# EXCERPT
========================

A recap of key pivots retailers like Build-A-Bear and brands like Oura and Burlap & Barrel have made to survive these days.

5 min read

Strategic pivots have been a defining theme for retailers this year because of the trade complexities and economic uncertainty surrounding the retail landscape. But they’re also one of those topics that resurfaces every few years.

Retailers aren’t just tweaking strategies anymore; they’re fundamentally reinventing how they operate, where they compete, and what they sell. From fitness ring maker Oura expanding into new sales channels, to Build-A-Bear flipping the script on its omnichannel strategy, to Dibs Beauty taking an old-school approach to gathering customer data, here’s how brands at Retail Brew’s IRL event in July have been navigating change in 2025.

Branching out

Healthcare ring company Oura had virtually no retail presence two years ago, but in 2025, it has expanded to 20 countries and now works with more than 40 retailers globally, according to Jeremiah Linder, Oura’s VP of global retail.

“It’s required a lot of infrastructure building within our organization,” Linder said. “When I joined [the company] two and a half years ago, I was the first person to start this retail journey for the business. Things like demand planning functions weren’t really framed up in a really structured way. Systems around that really weren’t set up to support a retail infrastructure.”

Unpacking SKUs

As tariff costs remain unpredictable to calculate, spice maker Burlap & Barrel split its product lineup into what its co-CEO and co-founder, Ori Zohar, described as “must never run out of stock” essentials with higher inventory levels, and created seasonal limited releases around those SKUs designed to create urgency and excitement—basically, “get it now [and] if you can’t get it, it’s going to be out of season,” Zohar said on stage during a panel discussion.

========================

# SET TASK 1
Reproduce the stretch of the records from their first line through the line containing "56 43 L 56 46", including both ends.
The article and the records come from separate, unrelated sources.

========================

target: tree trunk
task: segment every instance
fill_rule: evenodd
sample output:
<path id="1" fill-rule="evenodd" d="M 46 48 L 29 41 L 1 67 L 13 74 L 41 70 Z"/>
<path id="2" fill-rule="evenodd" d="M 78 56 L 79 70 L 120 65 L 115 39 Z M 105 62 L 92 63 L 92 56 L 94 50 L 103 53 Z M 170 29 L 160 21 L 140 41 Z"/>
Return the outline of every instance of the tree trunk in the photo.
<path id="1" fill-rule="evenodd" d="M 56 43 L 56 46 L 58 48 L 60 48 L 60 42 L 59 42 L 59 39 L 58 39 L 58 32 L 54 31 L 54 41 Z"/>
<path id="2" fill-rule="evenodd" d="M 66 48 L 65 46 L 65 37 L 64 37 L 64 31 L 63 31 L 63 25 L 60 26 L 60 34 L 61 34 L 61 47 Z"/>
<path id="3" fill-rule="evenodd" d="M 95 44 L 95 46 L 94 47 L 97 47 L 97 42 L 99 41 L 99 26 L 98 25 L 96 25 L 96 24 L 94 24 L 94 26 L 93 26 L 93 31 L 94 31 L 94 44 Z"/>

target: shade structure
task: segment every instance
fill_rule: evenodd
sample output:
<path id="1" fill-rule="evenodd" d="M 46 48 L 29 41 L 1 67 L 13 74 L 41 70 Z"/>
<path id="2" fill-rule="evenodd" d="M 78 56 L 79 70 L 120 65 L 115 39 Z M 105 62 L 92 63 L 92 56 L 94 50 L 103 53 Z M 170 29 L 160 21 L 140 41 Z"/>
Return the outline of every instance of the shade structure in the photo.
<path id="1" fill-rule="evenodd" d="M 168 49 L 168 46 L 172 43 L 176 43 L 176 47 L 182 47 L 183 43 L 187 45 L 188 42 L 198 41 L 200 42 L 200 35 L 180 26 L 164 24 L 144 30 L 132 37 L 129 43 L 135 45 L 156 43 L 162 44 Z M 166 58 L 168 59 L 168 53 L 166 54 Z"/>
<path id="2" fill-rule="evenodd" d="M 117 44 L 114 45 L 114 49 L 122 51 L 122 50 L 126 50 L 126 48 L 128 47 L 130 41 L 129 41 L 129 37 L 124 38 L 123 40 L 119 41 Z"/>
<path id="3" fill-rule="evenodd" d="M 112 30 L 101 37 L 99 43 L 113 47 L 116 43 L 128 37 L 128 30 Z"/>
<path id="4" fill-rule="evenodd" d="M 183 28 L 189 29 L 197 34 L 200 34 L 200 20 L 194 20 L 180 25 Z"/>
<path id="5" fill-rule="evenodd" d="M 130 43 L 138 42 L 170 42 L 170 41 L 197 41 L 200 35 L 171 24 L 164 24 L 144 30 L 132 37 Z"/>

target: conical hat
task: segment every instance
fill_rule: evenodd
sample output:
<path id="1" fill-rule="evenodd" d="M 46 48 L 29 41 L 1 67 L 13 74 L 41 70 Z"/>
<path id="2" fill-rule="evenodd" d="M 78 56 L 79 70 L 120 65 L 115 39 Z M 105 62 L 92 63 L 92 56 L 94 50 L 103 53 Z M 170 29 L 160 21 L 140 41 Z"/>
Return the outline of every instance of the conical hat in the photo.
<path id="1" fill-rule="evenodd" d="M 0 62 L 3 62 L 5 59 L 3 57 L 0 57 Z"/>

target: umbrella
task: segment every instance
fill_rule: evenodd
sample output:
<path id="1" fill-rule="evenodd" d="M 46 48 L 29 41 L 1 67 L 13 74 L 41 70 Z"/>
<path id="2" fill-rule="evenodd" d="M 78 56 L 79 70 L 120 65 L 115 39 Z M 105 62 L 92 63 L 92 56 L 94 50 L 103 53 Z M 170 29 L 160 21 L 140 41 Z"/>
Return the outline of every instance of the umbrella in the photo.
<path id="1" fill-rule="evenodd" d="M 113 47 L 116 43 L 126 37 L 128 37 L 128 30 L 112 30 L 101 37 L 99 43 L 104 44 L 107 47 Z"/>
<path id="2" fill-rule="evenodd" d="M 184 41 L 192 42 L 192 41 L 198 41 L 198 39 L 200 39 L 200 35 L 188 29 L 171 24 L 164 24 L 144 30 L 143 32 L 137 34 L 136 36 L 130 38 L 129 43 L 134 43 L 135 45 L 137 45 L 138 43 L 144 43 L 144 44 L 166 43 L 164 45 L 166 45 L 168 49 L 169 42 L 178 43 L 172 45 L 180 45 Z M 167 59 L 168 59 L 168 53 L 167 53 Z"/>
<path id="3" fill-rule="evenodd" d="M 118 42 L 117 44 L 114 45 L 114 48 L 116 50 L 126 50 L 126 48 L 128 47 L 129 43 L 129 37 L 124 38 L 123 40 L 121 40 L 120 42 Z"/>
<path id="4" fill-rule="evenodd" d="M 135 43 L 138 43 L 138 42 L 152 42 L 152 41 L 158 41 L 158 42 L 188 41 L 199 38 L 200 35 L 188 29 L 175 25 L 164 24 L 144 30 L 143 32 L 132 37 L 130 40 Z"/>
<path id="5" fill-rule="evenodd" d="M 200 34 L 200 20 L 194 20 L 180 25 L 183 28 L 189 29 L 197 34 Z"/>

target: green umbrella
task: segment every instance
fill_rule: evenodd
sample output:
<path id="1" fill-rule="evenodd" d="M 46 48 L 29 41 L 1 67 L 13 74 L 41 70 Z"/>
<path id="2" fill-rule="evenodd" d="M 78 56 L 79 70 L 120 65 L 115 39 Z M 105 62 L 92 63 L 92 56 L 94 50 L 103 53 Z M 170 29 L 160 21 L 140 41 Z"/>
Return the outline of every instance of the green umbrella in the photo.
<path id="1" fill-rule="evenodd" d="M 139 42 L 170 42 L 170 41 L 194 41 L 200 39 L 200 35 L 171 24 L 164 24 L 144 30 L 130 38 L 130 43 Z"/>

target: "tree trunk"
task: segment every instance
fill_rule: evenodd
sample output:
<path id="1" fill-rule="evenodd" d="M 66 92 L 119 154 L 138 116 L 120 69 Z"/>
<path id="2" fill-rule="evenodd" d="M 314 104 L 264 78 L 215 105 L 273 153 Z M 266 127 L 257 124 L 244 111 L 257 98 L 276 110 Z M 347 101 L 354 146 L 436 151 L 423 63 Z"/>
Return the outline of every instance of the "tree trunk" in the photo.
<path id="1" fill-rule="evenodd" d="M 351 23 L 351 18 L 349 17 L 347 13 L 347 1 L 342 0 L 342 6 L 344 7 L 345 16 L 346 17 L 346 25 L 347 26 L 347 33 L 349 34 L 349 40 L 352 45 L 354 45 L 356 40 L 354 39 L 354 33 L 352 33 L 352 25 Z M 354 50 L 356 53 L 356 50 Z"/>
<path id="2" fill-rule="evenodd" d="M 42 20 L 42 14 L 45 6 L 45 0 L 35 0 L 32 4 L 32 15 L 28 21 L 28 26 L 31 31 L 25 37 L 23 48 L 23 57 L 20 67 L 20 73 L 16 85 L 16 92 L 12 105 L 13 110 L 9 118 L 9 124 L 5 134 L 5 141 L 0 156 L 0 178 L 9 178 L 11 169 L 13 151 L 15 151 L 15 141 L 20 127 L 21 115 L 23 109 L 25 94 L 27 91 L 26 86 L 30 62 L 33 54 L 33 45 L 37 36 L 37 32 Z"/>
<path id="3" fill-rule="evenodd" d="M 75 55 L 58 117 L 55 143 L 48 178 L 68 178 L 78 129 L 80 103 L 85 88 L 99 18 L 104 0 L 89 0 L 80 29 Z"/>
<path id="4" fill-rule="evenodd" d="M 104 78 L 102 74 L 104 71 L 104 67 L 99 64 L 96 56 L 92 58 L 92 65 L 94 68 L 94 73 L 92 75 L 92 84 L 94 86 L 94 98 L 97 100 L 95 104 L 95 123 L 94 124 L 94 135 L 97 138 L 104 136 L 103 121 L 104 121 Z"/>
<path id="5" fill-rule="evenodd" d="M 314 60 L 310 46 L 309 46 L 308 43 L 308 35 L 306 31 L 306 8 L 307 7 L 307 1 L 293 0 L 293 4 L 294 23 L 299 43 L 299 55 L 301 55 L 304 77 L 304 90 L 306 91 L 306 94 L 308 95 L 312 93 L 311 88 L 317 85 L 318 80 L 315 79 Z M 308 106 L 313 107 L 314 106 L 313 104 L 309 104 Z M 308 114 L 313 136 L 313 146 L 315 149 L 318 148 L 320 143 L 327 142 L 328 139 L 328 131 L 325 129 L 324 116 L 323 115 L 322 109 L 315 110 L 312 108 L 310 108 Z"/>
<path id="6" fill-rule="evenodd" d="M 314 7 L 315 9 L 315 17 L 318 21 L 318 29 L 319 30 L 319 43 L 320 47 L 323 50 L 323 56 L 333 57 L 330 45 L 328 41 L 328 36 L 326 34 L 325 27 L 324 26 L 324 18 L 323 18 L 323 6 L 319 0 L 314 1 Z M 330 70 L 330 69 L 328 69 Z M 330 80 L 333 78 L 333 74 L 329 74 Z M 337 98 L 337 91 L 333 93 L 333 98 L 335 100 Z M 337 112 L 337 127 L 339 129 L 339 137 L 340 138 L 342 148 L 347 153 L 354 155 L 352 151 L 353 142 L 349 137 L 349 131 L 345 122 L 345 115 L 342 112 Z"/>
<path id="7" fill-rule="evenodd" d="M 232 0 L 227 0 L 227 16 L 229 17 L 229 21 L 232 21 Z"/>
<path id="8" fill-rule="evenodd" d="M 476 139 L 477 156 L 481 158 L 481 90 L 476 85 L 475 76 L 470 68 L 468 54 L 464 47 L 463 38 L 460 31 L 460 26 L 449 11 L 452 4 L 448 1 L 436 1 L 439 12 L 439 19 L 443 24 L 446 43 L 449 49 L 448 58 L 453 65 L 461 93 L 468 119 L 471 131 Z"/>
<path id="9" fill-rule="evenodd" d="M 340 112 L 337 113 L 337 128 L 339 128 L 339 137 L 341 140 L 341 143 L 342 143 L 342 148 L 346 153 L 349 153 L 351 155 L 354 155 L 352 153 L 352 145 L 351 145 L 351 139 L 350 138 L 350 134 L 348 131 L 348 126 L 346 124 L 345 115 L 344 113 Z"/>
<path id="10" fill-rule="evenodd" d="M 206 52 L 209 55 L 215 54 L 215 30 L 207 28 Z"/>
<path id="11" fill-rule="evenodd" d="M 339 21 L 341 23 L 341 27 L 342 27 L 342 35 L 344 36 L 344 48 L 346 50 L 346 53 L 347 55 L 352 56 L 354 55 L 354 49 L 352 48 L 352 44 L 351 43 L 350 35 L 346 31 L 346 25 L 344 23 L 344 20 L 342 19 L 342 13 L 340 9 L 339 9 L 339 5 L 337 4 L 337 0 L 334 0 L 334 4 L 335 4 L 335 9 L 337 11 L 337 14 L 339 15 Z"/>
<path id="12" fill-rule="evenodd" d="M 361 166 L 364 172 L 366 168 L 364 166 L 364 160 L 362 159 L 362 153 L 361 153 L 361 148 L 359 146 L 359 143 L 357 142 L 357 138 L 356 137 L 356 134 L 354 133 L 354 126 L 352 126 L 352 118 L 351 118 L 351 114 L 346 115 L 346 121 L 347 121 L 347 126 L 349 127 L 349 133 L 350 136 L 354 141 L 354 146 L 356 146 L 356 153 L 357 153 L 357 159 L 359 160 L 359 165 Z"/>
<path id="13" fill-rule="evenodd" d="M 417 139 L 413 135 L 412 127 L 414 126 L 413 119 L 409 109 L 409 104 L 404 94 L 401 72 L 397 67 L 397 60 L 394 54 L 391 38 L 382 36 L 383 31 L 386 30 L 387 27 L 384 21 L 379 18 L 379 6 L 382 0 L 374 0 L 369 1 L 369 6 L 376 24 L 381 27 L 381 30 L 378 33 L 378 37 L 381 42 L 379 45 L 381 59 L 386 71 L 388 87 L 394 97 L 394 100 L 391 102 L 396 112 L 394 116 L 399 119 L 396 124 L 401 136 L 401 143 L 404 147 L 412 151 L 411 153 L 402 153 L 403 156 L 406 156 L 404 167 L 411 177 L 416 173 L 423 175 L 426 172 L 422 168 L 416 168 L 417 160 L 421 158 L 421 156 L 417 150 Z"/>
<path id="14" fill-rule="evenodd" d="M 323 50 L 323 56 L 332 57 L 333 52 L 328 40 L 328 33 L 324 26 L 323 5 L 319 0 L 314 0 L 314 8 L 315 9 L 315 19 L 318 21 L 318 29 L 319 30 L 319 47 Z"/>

========================

# SET TASK 2
Write the next part of the article on retail pivots, picking up after its last sentence.

# TASK RESPONSE 1
target: tree trunk
task: segment every instance
fill_rule: evenodd
sample output:
<path id="1" fill-rule="evenodd" d="M 46 48 L 29 41 L 1 67 L 13 74 L 41 70 Z"/>
<path id="2" fill-rule="evenodd" d="M 78 56 L 79 70 L 120 65 L 115 39 Z M 105 62 L 92 63 L 92 56 L 94 50 L 103 53 Z M 170 29 L 160 21 L 140 41 Z"/>
Return the outline of every instance of the tree trunk in the photo.
<path id="1" fill-rule="evenodd" d="M 56 43 L 56 46 L 58 48 L 60 48 L 60 42 L 59 42 L 59 39 L 58 39 L 58 32 L 54 31 L 54 41 Z"/>

# TASK RESPONSE 2
“What we’ve really tried to do is both do our best to plan this whole inventory process, but also communicate with our customers when things are limited, and turn that into an incentive to ask: Act fast, buy now and take advantage of it. But we also really try to communicate openly with our customers,” he added.

Casual backflip

Meanwhile, more dramatic pivots shaped up at Build-A-Bear fluffing up profits from its omnichannel strategy. The company flipped its entire model—transforming from a mall-based kids’ retail experience into a branded IP company that just happens to have vertical retail as one of its revenue streams.

“Start building out omnichannel and e-comm and outbound licensing and get an entertainment arm and be more serious about global expansion—and that’s what we’ve done, while making that retail extremely profitable,” Sharon Price John, president and CEO of Build-A-Bear, said.

The company went from 9% four-wall profitability when John joined in 2013 to 25%, with all stores now profitable. “We significantly changed the entire profile of that with the theory that well-run vertical retail is a cash machine and then you can invest in the creation of all these other aspects,” John said.

Stock and awe

Inventory management is another burning issue for retailers. For demand forecasting, “pre-sale” and “limiting SKUs” strategies are now standard practice, according to Maggie Barnett, CEO of LVK Logistics and COO at ShipHero.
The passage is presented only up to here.